→ **Aim**:
Begin at the first line of the entries and stop after the line that contains "MULTIPOLYGON (((480 128, 472". Convert only those lines into a JSON list of strings, with one string per line and blank lines left out.

→ **Items listed in a dataset**:
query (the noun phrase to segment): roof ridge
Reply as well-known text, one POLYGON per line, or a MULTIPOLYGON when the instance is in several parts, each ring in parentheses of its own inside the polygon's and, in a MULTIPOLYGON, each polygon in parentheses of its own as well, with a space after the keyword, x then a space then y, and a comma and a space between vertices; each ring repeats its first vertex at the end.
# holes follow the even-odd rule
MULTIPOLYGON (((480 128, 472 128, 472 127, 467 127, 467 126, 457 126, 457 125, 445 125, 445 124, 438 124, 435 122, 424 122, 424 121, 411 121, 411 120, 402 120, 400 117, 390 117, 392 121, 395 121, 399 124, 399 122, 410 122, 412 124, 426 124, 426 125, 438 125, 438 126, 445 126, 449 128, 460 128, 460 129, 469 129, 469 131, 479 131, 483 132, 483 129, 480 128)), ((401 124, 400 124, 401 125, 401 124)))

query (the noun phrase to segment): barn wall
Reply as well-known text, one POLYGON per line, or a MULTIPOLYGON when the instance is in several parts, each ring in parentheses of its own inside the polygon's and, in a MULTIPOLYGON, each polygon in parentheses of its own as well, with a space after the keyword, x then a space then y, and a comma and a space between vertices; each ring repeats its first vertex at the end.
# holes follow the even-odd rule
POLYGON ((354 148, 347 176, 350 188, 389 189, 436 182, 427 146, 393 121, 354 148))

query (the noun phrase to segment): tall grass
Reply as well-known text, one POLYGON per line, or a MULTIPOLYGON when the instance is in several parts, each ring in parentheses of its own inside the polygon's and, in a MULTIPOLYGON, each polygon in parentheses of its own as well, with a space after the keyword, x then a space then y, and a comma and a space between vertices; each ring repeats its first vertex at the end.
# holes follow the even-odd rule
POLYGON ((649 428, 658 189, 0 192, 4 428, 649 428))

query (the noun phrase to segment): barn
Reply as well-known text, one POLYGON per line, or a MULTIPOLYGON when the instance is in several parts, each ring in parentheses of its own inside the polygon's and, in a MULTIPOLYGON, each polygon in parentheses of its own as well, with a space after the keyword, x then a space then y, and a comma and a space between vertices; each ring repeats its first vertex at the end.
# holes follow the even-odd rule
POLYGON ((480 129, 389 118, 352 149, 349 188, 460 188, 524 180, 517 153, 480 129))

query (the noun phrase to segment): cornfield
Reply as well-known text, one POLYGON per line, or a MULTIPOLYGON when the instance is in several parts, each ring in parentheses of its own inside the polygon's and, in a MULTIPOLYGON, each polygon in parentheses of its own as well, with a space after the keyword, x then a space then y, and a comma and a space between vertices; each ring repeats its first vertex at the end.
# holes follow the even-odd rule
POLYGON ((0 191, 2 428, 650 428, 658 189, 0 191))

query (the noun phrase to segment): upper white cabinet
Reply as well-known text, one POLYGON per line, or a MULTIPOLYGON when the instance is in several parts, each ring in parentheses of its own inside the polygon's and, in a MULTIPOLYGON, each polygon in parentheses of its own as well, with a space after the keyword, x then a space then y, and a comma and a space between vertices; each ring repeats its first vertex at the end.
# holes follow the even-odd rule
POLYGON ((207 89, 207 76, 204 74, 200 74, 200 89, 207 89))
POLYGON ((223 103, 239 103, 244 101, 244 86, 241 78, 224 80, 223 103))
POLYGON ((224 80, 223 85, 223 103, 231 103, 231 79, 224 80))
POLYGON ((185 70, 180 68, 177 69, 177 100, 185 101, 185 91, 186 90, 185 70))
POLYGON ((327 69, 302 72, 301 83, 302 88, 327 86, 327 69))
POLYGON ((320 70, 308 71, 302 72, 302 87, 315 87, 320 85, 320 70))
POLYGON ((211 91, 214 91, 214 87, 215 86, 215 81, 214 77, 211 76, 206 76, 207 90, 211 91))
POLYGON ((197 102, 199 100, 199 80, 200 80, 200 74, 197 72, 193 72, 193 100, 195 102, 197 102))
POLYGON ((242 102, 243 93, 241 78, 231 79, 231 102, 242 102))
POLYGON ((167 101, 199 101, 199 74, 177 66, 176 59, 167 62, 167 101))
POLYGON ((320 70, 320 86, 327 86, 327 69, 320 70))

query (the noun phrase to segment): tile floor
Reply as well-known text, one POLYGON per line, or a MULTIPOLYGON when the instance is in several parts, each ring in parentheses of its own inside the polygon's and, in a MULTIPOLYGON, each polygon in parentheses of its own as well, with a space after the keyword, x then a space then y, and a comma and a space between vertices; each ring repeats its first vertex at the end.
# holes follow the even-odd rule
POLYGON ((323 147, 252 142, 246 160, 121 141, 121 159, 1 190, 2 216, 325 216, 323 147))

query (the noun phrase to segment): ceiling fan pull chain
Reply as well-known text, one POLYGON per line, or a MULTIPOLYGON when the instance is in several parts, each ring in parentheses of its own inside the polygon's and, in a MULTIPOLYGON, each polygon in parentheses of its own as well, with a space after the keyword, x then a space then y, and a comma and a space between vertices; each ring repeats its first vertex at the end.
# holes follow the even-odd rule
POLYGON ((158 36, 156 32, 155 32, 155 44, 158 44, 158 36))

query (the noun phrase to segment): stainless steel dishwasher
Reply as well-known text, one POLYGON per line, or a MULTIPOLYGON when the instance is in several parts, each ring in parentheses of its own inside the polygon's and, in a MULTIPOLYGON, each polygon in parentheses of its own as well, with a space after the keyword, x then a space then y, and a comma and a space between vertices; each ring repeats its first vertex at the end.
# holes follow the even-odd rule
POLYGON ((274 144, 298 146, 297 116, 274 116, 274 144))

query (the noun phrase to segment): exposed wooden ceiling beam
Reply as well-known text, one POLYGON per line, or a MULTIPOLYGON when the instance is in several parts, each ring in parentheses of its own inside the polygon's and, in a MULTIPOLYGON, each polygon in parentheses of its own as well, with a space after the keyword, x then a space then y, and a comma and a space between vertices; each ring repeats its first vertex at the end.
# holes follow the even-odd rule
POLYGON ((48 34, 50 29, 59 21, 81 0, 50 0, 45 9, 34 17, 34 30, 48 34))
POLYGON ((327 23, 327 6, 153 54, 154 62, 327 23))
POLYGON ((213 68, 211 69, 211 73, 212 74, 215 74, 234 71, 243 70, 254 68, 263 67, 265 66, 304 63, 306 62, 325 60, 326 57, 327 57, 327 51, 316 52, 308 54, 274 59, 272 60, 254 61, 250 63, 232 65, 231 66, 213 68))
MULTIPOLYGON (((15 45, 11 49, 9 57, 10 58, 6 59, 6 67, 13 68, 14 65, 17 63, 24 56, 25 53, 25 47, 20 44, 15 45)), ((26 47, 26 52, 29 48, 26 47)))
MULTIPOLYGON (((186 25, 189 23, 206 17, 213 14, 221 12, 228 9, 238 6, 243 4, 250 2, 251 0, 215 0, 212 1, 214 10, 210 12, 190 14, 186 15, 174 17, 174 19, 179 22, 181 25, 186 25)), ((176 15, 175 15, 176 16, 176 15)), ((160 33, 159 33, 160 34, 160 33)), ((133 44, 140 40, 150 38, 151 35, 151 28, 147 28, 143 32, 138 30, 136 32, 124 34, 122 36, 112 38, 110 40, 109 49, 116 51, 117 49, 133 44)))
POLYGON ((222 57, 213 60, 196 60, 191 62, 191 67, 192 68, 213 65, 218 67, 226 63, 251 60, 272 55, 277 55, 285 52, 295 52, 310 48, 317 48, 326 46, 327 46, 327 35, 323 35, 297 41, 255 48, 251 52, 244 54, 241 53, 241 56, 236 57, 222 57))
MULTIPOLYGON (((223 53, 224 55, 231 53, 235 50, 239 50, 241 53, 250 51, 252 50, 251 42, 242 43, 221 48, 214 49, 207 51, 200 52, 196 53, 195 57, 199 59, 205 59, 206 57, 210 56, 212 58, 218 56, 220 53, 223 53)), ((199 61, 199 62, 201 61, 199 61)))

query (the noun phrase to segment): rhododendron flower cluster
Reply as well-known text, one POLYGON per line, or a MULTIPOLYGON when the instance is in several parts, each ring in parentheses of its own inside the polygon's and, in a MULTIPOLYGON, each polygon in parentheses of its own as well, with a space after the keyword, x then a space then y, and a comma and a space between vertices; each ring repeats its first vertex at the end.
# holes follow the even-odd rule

→ **Worked answer**:
[
  "query (the noun phrase to segment): roof ridge",
  "Reply as well-known text, one POLYGON per line, or a MULTIPOLYGON when the instance is in several parts, each ring in parentheses of its own inside the polygon's and, in a MULTIPOLYGON, each polygon in parentheses of its own as well, with a space after the keyword, x then a space then y, and a comma and a space between vertices; each ring repeats its first vertex at the end.",
  "# holes follow the even-odd rule",
  "MULTIPOLYGON (((480 128, 472 128, 472 127, 467 127, 467 126, 457 126, 457 125, 445 125, 445 124, 438 124, 435 122, 424 122, 424 121, 411 121, 411 120, 402 120, 400 117, 390 117, 392 121, 395 121, 399 124, 399 122, 410 122, 412 124, 426 124, 426 125, 438 125, 438 126, 445 126, 449 128, 460 128, 460 129, 469 129, 469 131, 479 131, 483 132, 483 129, 480 128)), ((401 124, 400 124, 401 125, 401 124)))"
]